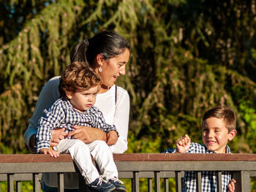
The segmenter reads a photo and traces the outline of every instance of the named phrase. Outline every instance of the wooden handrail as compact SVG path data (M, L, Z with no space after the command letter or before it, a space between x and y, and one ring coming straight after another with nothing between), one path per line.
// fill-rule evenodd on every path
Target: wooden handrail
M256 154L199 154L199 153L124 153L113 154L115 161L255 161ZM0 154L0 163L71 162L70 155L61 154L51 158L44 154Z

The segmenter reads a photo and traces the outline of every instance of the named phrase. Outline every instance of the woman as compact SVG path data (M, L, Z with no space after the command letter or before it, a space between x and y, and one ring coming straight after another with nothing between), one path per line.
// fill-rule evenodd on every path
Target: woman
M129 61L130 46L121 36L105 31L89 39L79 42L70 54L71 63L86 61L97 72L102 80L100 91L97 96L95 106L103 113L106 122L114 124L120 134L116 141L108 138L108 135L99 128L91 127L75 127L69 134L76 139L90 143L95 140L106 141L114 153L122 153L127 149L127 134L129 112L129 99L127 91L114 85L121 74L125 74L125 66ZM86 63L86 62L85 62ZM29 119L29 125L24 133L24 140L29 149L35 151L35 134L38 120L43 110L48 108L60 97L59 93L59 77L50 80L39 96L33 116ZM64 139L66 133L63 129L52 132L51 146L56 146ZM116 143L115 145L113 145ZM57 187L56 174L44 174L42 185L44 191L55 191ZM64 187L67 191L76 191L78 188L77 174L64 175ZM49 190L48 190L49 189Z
==
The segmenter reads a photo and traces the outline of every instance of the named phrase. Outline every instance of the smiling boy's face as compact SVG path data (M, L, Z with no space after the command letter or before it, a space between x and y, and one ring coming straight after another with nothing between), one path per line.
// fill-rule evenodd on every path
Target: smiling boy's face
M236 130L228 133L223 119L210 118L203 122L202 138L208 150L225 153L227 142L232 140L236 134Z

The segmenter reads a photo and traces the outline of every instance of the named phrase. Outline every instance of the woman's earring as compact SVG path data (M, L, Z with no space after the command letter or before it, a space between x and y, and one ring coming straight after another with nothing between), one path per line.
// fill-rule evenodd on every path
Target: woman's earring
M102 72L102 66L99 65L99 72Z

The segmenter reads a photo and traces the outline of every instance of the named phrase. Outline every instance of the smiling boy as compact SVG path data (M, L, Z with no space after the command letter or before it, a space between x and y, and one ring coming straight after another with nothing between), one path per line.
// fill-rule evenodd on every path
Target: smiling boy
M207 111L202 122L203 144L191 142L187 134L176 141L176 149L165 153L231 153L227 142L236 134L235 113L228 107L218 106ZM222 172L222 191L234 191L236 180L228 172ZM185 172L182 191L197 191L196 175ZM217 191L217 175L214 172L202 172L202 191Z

▸ EXERCISE PROMPT:
Copy the stretch of lines from the one containing "of the woman's" through the one containing "M207 111L202 122L203" exactly, including both of those lines.

▸ RESULT FOR THIS TASK:
The segmenter reads a photo and traces the outline of every instance of the named phrase. Outline every instance of the woman's earring as compact SVG path data (M, L, Z with no space after the command letter or before it, a space between x and y, and one ring coming straight after another with nothing between), one path per line.
// fill-rule evenodd on every path
Target: woman's earring
M102 72L102 66L99 65L99 72Z

The segmenter reads a photo and traces the outline of every instance of the named phrase. Outline every instance of the smiling boy as compact SVG path data (M, L, Z with no space after the command letter or before it, a space between x and y, and one ring coming straight after another with nothing between), one path per line.
// fill-rule evenodd on every path
Target: smiling boy
M207 111L202 122L203 144L191 142L187 134L176 141L176 149L165 153L231 153L227 142L236 134L235 113L228 107L218 106ZM222 172L222 191L234 191L236 180L228 172ZM185 172L182 191L197 191L196 175ZM217 191L217 175L214 172L202 172L202 191Z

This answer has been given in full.